> _BLOCO DE TEXTO_:
════════════════
Quanto ao restante dos recursos, cada ente poderá optar por efetuar o pagamento dos precatórios, isolado ou simultaneamente, (i) por meio de leilão, em que sairá vencedor o credor que aceitar receber o precatório com maior percentual de deságio, (ii) à vista, observando ordem única e crescente de valor por precatório, (iii) ou por acordo direto com os credores, na forma a ser estabelecida por lei própria de cada entidade devedora, que poderá prever a criação e a forma de funcionamento de câmaras de conciliação.
Após a exposição das principais mudanças inseridas pela EC 62/2009, cabe destacar agora, as principais críticas sobre ela.
O primeiro aspecto a ser destacado reside em que as alterações contempladas na EC n°62/2009 desnaturam a configuração do Brasil como um Estado (Democrático) de Direito. Isso porque, numa sequência lógica, Estado Democrático de Direito supõe a submissão do aparato estatal à ordem jurídica, essa submissão implica dizer que as condutas do Estado devem ser orientadas pelo Direito. Essa orientação gera a responsabilização civil do Estado, pois os organismos e os agentes estatais, ao subordinarem-se ao direito, respondem pelos próprios atos e pelos feitos nocivos eventualmente deles derivados.
Nesse cenário, a responsabilização civil do Estado e a submissão dele ao controle jurisdicional, traduzem-se em direitos fundamentais, quais sejam do direito à ação e do direito à jurisdição. Importante destacar que necessária é a existência de medidas destinadas a assegurar a supremacia jurisdicional e a adoção de providências concretas de execução das decisões daí derivadas, ou seja, que as decisões jurisdicionais tenham eficácia.
════════════════
> _Entradas de dados salvas_:
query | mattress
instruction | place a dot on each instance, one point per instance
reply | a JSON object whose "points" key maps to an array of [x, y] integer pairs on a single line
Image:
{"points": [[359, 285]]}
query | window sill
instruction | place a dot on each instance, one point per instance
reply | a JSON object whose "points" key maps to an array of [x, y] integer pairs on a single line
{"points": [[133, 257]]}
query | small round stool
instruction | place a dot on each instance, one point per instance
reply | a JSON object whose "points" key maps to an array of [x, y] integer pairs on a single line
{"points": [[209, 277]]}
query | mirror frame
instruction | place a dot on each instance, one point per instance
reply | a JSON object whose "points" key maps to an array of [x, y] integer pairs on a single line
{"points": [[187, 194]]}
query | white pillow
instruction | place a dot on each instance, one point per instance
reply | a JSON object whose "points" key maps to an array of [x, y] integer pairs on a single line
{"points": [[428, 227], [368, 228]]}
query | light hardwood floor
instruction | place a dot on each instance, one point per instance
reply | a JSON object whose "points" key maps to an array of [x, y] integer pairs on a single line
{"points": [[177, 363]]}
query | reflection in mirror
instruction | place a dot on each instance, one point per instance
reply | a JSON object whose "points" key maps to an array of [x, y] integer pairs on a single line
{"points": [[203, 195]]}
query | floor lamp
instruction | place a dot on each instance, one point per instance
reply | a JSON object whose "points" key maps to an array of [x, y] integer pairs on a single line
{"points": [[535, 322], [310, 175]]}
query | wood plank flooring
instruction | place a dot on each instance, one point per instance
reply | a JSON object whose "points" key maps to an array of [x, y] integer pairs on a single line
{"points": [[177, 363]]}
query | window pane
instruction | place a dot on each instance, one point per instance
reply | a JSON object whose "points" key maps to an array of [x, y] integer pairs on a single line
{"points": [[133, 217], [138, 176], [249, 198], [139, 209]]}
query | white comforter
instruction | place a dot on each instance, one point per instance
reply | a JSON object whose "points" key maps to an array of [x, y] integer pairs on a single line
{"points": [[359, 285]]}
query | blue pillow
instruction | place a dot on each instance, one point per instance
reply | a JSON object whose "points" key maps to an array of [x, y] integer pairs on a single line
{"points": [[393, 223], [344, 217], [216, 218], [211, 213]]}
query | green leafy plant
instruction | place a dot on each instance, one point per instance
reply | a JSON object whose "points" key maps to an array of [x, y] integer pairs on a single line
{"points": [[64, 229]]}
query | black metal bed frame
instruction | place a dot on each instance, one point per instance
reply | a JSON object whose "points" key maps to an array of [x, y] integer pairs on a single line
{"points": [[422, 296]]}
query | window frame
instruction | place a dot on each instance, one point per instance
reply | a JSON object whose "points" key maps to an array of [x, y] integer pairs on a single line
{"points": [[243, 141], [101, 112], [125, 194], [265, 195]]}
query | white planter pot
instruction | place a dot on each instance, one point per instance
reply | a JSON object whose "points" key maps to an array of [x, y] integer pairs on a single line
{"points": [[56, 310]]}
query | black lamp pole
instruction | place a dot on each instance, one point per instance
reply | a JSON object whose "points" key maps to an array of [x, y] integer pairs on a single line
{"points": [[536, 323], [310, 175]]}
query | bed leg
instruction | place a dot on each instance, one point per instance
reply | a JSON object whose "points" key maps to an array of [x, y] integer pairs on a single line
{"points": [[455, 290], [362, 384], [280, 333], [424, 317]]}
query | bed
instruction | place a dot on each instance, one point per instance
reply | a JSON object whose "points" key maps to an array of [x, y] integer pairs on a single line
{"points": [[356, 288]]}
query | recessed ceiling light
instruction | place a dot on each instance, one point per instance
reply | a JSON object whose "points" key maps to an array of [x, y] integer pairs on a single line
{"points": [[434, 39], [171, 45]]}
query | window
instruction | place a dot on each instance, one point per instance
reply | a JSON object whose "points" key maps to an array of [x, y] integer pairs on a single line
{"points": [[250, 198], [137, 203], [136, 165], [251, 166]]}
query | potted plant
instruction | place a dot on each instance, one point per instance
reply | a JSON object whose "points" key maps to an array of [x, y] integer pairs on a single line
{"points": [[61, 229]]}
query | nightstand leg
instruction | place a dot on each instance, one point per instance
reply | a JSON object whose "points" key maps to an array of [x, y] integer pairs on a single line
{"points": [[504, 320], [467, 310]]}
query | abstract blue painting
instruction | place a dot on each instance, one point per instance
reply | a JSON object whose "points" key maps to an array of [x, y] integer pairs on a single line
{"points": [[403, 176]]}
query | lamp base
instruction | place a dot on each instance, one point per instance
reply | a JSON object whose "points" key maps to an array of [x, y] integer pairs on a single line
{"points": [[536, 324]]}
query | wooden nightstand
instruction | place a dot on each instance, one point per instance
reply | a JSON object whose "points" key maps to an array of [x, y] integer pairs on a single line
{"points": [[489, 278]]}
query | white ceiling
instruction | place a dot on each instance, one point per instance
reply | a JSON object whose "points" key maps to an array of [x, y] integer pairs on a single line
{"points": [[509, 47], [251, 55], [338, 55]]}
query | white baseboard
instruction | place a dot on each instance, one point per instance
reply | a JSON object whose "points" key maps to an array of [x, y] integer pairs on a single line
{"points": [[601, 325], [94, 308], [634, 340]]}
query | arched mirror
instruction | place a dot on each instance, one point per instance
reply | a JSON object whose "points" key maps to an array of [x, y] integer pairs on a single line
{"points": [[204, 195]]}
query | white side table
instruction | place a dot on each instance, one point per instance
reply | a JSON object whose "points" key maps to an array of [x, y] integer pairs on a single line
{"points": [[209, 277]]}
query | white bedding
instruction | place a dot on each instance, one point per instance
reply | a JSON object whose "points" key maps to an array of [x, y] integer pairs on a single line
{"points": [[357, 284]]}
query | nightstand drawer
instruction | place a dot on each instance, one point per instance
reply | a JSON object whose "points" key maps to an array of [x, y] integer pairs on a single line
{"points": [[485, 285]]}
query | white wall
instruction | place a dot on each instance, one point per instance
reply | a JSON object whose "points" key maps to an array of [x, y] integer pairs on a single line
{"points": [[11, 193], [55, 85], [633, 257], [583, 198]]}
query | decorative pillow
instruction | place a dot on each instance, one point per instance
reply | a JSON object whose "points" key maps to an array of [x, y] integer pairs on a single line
════════════════
> _TAREFAS PROPOSTAS_:
**A)** Indique se cada afirmação concorda com o texto sobre a EC 62/2009, respondendo sim ou não e citando as palavras do texto que decidem a questão: (i) no pagamento por leilão, vence o credor que aceitar o maior percentual de deságio; (ii) o pagamento à vista segue ordem decrescente de valor por precatório; (iii) a responsabilização civil do Estado e sua submissão ao controle jurisdicional se traduzem em direitos fundamentais.
**B)** Reescreva em forma de lista o parágrafo do texto sobre a EC 62/2009 que começa com "O primeiro aspecto a ser destacado", mantendo seus fatos principais.
Responda com base apenas no texto.

> _RESPOSTAS POR TAREFA_:
**A)**
(i) Sim: "sairá vencedor o credor que aceitar receber o precatório com maior percentual de deságio".
(ii) Não: "observando ordem única e crescente de valor por precatório".
(iii) Sim: "traduzem-se em direitos fundamentais, quais sejam do direito à ação e do direito à jurisdição".

**B)**
- As alterações da EC nº 62/2009 desnaturam a configuração do Brasil como Estado (Democrático) de Direito.
- O Estado Democrático de Direito supõe a submissão do aparato estatal à ordem jurídica.
- Essa submissão implica que as condutas do Estado sejam orientadas pelo Direito.
- Essa orientação gera a responsabilização civil do Estado, pois organismos e agentes estatais respondem pelos próprios atos e por suas consequências nocivas.